## begin QUOTED TEXT
Instead, the relationship btw these classes and those of dispositions is quite important and should be addressed in details (this issue comes up also below)

“as well as to their state after they have been applied to the field and bound or solubilized plant nutrients.” Something missing in the sentence.

Regarding “guidelines for the choice between top-level ontologies”, perhaps you can look at the work of M. Keet from University of Cape Town, South Africa. Although from the foundational viewpoint I don’t consider her approach to be optimal, for the goals of this methodology it could be of help (just a suggestion).

The index of footnote 1 is not correctly displayed (in the text) at pg. 14

“This may be said a weakness of Protégé,” -> “This may be considered a weakness of Protégé,”

“In many cases, the urge to introduce new relationships is due to an insufficient ontological analysis.”
Agreed, very important point. Here an example is needed (since not in the following application description) otherwise the observation would not be understood.

An example is needed after the general claim: “The generic relationships in a thesaurus are prima facie candidates for becoming is-a relationships in an ontology. Since they may be mixed with hierarchical whole-part relationships in a thesaurus, organizing thesaurus concepts into an is-a hierarchy may imply re-combining fragments of the thesaurus that are not related by properly applied generic relations. This, in turn, may require introducing new classes to connect these fragments.”

“We must declare ‘fertilizer’ to be such compound since there is hardly any pure fertilizer material in real-life environments.”
Yet, you might want to talk about the substance in isolation (and it can be isolated): the choice of classifying it as a compound must be explained/motivated further.
## end QUOTED TEXT
## begin SUPPLIED INFORMATION
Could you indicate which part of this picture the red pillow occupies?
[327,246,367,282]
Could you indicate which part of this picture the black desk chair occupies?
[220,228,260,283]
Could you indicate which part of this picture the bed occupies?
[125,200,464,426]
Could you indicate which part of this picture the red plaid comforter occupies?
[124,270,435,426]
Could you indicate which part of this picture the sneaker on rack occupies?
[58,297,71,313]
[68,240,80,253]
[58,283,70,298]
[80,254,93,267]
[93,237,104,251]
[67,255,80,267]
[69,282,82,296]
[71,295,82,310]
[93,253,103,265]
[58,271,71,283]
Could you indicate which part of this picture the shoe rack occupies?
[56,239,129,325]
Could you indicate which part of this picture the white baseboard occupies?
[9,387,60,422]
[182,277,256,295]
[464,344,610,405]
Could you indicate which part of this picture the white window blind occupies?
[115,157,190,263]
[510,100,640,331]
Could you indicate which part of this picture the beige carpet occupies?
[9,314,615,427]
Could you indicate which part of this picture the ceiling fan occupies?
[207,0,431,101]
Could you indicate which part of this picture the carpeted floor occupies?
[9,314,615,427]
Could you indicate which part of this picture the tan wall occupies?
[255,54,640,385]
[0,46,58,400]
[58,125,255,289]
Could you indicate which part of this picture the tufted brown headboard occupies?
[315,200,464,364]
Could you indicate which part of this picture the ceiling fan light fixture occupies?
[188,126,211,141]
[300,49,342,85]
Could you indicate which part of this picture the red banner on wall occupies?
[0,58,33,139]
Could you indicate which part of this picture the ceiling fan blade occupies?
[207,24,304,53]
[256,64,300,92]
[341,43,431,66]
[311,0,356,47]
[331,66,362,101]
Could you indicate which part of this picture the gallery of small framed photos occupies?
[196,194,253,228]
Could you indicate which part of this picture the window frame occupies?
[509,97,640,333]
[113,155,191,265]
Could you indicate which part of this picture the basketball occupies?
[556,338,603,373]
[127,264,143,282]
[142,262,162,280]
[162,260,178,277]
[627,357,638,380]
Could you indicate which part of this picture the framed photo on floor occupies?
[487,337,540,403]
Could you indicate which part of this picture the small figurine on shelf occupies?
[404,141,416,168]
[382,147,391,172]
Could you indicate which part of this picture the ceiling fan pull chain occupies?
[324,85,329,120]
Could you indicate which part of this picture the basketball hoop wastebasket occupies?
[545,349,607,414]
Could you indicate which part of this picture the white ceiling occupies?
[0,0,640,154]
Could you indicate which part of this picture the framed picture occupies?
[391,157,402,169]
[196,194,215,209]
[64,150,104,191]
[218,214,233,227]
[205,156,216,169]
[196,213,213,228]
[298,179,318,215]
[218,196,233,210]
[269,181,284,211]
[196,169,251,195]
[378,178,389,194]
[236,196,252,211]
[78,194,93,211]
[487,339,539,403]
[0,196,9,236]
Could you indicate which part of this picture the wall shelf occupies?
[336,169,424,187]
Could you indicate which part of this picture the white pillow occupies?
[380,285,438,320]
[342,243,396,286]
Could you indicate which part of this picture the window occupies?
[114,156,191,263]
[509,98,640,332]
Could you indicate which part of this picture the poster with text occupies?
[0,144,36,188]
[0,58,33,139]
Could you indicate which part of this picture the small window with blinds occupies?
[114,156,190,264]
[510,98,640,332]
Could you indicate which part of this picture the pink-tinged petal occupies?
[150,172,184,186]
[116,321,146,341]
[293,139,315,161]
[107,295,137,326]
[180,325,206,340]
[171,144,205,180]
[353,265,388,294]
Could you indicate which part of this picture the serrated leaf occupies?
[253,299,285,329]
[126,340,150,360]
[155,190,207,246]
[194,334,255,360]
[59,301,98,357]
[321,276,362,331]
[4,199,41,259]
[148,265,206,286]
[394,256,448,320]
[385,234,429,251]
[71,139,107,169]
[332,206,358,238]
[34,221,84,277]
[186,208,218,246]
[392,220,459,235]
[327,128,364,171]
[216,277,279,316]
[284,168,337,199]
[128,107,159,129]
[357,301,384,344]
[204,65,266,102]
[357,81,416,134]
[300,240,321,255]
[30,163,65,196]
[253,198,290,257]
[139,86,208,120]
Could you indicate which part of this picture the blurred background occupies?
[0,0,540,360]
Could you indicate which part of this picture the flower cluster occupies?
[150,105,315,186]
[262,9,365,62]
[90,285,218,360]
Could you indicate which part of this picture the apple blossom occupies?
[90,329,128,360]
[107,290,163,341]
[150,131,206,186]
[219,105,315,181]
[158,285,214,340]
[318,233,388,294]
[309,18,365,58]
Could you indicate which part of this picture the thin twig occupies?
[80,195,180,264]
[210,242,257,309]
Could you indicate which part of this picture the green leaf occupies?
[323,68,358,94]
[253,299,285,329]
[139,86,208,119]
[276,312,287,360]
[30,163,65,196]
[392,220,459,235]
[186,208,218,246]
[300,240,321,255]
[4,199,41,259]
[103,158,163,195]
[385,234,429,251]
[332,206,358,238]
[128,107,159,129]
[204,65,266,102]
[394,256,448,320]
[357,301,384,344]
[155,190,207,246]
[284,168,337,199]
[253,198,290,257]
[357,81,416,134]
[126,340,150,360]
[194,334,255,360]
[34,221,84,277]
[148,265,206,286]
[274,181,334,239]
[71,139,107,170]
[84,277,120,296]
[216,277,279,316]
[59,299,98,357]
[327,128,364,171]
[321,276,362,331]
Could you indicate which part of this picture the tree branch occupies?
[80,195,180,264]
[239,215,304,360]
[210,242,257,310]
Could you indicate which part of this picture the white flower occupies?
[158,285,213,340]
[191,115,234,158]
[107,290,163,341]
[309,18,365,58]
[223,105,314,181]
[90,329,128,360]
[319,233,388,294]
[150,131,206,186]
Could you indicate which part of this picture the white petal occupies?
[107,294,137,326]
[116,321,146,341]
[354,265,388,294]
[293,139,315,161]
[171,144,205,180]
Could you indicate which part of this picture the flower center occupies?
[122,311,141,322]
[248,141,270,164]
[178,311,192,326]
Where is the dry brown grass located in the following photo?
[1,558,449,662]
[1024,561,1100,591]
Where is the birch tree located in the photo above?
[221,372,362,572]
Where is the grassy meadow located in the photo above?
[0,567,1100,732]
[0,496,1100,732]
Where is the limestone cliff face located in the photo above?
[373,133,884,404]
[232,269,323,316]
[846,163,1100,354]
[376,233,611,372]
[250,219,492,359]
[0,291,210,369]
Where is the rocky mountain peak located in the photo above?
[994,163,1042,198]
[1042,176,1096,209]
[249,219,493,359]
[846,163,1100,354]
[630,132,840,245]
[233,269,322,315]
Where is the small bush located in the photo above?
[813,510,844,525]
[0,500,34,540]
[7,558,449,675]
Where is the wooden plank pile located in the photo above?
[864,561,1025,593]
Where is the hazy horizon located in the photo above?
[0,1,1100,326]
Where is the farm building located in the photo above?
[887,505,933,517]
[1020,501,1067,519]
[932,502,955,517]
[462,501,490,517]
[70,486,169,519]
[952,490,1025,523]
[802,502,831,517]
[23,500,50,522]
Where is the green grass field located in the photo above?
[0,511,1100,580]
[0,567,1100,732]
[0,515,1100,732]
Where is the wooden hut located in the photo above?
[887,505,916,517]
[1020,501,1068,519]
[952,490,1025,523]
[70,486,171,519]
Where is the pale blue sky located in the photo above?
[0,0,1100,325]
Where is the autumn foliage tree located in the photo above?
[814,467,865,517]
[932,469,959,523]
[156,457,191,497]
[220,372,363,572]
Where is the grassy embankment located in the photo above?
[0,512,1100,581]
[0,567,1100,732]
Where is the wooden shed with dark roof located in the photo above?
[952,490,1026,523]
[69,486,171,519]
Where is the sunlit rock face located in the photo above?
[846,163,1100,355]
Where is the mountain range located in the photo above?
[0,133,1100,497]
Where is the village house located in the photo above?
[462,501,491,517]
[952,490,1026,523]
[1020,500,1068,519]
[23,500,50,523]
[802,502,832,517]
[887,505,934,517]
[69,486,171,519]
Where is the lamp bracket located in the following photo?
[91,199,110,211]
## end SUPPLIED INFORMATION
DIRECTIONS –
**a)** Answer these questions about the review comments:
(i) Whose work does the reviewer suggest consulting on guidelines for the choice between top-level ontologies?
(ii) On which page is the index of footnote 1 not correctly displayed?
(iii) What wording is proposed to replace "This may be said a weakness of Protégé,"?
**b)** Write the next few lines of the review comments on the ontology methodology, picking up after their final sentence.

TASK ANSWERS –
**a)**
(i) The work of M. Keet from University of Cape Town, South Africa.
(ii) Page 14.
(iii) "This may be considered a weakness of Protégé,"

**b)**
“to which classes the newly introduced classes” (drop the first occurrence of “classes”)

“It would have been a tremendous advantage, if ChEBI had been more mature in terms of the mem- bership conditions specified for its classes. It would have saved us tremendous time and spared us to deal with amendments of ChEBI.”
This comment is not useful per se, you should rephrase it into a suggestion to prefer mature and well specified domain ontologies (but how to judge them?)

“It was not absolutely clear to us, if we should model a fertilizer disposition, a fertilizer function or even a fertilizer role. These distinctions need better clarification and guidance. This problem also applies to BFO [51], [52].”
This is a crucial point with no much guidelines, your experience is important: you should report on your choices and the motivations, even if they are just examples and you cannot give general principles.

“The formal specification of classes is realized by adding the necessary membership conditions identified in step 3 as anonymous superclasses using the subclass axiom. …” This part is too specialized, you can move it to the application section.

“and possibly description logics [in] general.”

The following claim relatively to class A is puzzling when one can use a relationship as well as its inverse: “any relationship from a class A to another class B has always the role and logical force of a necessary membership condition for the class A”.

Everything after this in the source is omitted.